§ **Directions for this task**: Rewrite the records beginning at the line that has "For the evaluation set, pick out each instance of the dining" and stopping after the line that has "x=813 y=455", replacing "dining chair" with "side chair" and leaving everything else unchanged.

§ **Records shown**:

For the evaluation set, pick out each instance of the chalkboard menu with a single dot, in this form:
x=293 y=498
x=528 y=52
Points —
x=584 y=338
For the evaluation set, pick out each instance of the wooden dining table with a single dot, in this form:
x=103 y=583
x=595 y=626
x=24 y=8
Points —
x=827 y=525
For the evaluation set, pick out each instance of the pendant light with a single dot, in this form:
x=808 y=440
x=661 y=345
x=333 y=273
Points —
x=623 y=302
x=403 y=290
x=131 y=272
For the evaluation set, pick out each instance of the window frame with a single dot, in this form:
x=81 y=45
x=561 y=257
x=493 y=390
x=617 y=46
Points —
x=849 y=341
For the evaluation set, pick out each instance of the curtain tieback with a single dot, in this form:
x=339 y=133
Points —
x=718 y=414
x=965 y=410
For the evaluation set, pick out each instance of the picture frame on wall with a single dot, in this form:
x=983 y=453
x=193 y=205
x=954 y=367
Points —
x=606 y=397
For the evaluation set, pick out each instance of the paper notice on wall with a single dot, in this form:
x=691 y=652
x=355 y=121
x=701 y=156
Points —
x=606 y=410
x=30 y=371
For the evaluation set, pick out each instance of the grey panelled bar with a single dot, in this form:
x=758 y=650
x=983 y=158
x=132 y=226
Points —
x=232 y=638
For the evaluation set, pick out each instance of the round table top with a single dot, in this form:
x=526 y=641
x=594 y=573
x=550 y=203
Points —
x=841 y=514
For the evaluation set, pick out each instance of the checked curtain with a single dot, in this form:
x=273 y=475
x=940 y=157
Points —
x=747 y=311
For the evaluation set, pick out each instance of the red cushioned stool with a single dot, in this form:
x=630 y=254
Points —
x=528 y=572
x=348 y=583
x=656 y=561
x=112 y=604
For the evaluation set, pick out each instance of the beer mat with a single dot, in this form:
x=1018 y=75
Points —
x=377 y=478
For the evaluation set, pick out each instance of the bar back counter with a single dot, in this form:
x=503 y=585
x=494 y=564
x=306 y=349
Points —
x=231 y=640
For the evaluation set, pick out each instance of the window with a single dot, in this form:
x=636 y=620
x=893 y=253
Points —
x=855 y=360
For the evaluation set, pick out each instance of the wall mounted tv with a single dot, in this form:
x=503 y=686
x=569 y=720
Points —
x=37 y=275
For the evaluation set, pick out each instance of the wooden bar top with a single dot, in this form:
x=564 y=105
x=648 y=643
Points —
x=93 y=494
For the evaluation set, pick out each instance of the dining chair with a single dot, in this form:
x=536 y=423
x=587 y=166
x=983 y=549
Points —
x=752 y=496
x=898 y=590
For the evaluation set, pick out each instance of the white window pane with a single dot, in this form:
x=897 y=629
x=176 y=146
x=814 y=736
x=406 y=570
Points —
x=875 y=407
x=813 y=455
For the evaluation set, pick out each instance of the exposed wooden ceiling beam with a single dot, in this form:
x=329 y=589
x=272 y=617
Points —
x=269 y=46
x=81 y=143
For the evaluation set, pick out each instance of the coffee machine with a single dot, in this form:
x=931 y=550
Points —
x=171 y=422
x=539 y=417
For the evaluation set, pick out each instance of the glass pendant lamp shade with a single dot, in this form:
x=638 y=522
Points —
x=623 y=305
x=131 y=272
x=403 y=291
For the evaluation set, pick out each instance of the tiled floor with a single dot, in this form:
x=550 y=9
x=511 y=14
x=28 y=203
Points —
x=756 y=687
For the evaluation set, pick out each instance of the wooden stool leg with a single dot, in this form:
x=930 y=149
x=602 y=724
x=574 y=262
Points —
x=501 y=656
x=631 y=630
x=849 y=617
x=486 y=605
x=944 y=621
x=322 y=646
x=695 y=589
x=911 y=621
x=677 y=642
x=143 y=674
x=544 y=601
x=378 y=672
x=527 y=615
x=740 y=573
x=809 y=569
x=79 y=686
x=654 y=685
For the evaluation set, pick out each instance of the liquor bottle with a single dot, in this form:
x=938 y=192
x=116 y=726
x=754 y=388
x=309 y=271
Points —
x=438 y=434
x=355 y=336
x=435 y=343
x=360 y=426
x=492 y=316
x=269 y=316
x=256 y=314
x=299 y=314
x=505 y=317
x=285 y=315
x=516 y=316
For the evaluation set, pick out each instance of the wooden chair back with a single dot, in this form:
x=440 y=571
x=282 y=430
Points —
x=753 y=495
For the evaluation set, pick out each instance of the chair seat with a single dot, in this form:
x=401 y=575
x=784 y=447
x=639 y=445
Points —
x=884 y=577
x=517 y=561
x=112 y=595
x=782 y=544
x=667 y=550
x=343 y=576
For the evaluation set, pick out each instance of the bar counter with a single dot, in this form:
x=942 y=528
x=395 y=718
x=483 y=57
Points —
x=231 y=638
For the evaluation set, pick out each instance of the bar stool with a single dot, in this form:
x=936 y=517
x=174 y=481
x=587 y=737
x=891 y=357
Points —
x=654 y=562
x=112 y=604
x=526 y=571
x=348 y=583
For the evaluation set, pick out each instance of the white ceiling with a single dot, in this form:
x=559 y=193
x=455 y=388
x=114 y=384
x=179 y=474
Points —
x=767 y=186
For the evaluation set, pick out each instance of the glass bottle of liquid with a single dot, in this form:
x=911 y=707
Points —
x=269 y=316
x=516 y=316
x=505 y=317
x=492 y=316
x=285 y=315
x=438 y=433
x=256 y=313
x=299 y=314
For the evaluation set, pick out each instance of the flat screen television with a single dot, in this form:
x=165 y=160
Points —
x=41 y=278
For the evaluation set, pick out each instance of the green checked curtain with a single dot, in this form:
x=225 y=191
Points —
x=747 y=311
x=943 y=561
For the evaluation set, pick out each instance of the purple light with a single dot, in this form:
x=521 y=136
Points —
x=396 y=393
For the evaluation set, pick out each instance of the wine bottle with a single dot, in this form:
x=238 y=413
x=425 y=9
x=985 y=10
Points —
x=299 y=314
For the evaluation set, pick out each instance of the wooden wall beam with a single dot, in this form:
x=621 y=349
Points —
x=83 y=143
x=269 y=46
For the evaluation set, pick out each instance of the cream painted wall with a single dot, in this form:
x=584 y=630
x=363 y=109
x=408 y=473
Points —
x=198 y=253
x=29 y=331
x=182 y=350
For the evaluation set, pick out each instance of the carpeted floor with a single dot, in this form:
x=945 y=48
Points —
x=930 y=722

==

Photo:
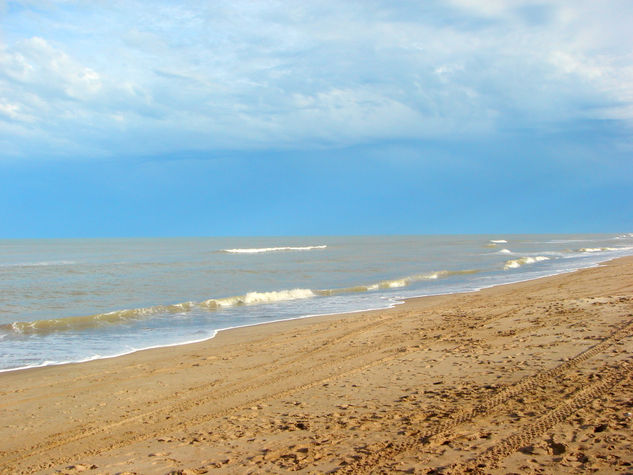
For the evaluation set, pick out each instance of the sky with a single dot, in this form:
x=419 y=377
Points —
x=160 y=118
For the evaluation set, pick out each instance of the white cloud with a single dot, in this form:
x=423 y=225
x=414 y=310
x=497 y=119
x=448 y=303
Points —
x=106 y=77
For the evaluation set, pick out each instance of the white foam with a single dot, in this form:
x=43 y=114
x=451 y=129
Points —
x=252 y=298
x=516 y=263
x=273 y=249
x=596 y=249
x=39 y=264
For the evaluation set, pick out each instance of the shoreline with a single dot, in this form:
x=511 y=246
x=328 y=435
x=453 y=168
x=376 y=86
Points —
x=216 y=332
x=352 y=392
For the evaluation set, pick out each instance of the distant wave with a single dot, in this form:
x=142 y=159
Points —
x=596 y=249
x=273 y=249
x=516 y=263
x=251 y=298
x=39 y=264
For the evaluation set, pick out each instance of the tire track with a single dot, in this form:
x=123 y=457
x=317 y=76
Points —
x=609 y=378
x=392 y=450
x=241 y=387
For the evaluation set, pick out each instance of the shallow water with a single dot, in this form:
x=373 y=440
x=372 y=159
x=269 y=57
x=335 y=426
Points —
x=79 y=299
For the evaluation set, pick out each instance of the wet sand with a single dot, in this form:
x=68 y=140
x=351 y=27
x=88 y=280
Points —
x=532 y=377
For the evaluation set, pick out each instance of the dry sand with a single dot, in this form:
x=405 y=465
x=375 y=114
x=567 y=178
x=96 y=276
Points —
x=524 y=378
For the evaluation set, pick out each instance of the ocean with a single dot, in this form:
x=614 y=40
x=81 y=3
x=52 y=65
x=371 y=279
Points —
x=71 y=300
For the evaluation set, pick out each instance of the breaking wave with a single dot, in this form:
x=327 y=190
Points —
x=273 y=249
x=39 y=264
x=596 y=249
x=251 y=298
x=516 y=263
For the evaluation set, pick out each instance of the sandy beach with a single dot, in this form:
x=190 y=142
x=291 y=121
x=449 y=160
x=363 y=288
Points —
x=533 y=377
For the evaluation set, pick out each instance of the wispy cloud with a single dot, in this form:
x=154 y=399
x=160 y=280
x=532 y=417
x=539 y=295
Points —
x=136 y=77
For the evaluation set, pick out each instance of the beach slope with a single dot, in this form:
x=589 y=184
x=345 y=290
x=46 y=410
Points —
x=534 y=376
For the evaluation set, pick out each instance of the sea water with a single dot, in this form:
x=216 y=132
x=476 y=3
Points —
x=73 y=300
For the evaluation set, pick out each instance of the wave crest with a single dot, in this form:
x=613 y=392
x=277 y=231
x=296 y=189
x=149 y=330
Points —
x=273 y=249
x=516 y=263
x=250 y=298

§ **The solution**:
For the evaluation set, pick out each instance of the side chair with a single dot, in this form:
x=536 y=423
x=587 y=166
x=983 y=549
Points —
x=752 y=496
x=898 y=590
For the evaluation set, pick out each instance of the white window pane with a single dot, in this form:
x=897 y=629
x=176 y=146
x=814 y=736
x=406 y=570
Points —
x=875 y=407
x=813 y=455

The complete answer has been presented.